[begin EXCERPT TO READ]

Nevada is the seventh largest state in size with more than 110,000 square miles of land area. Nevada is also the driest state in the nation. The fastest growing area of the state, southern Nevada, only gets 4 inches average annual precipitation. Over 68 percent of Nevada’s population lives in Clark County in southern Nevada. Approximately 20 percent of the state’s population resides in northern Nevada in the communities of Reno, Carson City and Lake Tahoe. To complicate these demographics further, the vast majority of Nevada (87%) is controlled by the federal government.

Water scarcity is one of the most pressing issues facing the American West. Agriculture, cities, towns and industry are the primary water users. There are more conflicts over water than ever before in the American West. More frequently, these conflicts involve litigation.

There are several competing uses for water in Nevada. These include the use of water to: 

  • Irrigate crops, including hay, onions, garlic, melons, potatoes, grapes and other vegetables.
  • Water livestock, including horses, dairy cattle, beef cattle and sheep.
  • Sustain habitat to support wildlife including fish, birds, deer, wild horses, and other wildlife.
  • Supply water recreation opportunities such as fishing, swimming and boating.
  • Supply other recreation including parks and golf courses.

This fact sheet describes demographic trends in Nevada in light of its history as a leader in water resource development in the western U.S. Population growth and changing attitudes towards water resources in addition to shifts in federal policy create an unprecedented period of conflict and change surrounding water. This is particularly the case for rural Nevadans including farmers and ranchers.

Population Growth and Changing Attitudes Towards Water Resources

Population in the U.S. has increased dramatically since its settlement 400 years ago. The current U.S. population is estimated at 287 million and is expected to increase to 414 million by 2050 (2002).

[end EXCERPT TO READ]

§ **WHAT YOU WILL DO**
A) Using the Nevada water fact sheet, answer each question below:
(i) How much average annual precipitation does southern Nevada get?
(ii) What percentage of Nevada is controlled by the federal government?
(iii) To what figure is the U.S. population expected to increase by 2050?
B) Continue the Nevada water fact sheet, picking up right after its last sentence.

[begin DATASET EXCERPTS]

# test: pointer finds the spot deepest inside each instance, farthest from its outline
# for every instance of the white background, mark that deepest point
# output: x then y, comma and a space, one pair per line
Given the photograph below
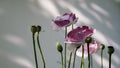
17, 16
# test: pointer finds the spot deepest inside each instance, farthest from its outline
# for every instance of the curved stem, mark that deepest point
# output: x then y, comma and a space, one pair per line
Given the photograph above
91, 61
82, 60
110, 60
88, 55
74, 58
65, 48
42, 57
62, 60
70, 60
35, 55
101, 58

[end DATASET EXCERPTS]
[begin DATASET EXCERPTS]

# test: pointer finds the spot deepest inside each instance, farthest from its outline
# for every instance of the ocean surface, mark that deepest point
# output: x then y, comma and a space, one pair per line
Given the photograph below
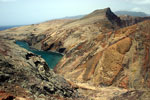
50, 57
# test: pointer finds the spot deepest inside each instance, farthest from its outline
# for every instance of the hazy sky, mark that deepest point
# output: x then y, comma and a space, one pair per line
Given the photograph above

[end DATASET EXCERPTS]

§ **RESULTS FOR THE EXERCISE**
A)
(i) 4 inches
(ii) 87 percent
(iii) 414 million

B)
Nevada is the fastest growing state in the U.S. with a population of nearly 2 million. The majority of Nevadans live in urban areas including Las Vegas, Reno and Carson City. Rural areas located near these urban centers are growing rapidly, providing open space needed for residential, industrial and commercial development that accompanies rapid population growth.

The availability of water resources to meet the demands of increasing population is a question in the minds of many Nevadans, both natives and newcomers. Nevada remains the driest state in the U.S. and the majority of its water resources are legally bound to its traditional use on agricultural lands.

The agriculture sector accounts for about 78 percent of water use statewide in Nevada. And, statewide, commerce and domestic uses claim 13 percent, 7 percent is used for mining, 1 percent for producing power and less than 1 percent for industry. These figures contrast dramatically with southern Nevada, however, where residential uses account for approximately 60 percent, with 8 percent for irrigation of golf courses, schools, parks and other large green areas, 8 percent for hotels and 10 percent for commerce and fire protection.

Current economic growth in Nevada, however, does not rely on agriculture, in spite of the fact that agriculture remains vital to the economic health of its rural communities. And, plentiful water supplies are needed to support continued population and economic growth. Farmers and ranchers in particular are concerned that water resources may be arbitrarily reallocated if the pressure to support growth in urban areas surpasses the state’s history of supporting irrigated agriculture.

Federal Policies Affecting Water Use

Early in the history of the U.S., Federal policies were established specifically for the purpose of motivating pioneer settlement westward. Between 1862 and 1902, the U.S. enacted several important policies to attract people to expansive, arid western territories.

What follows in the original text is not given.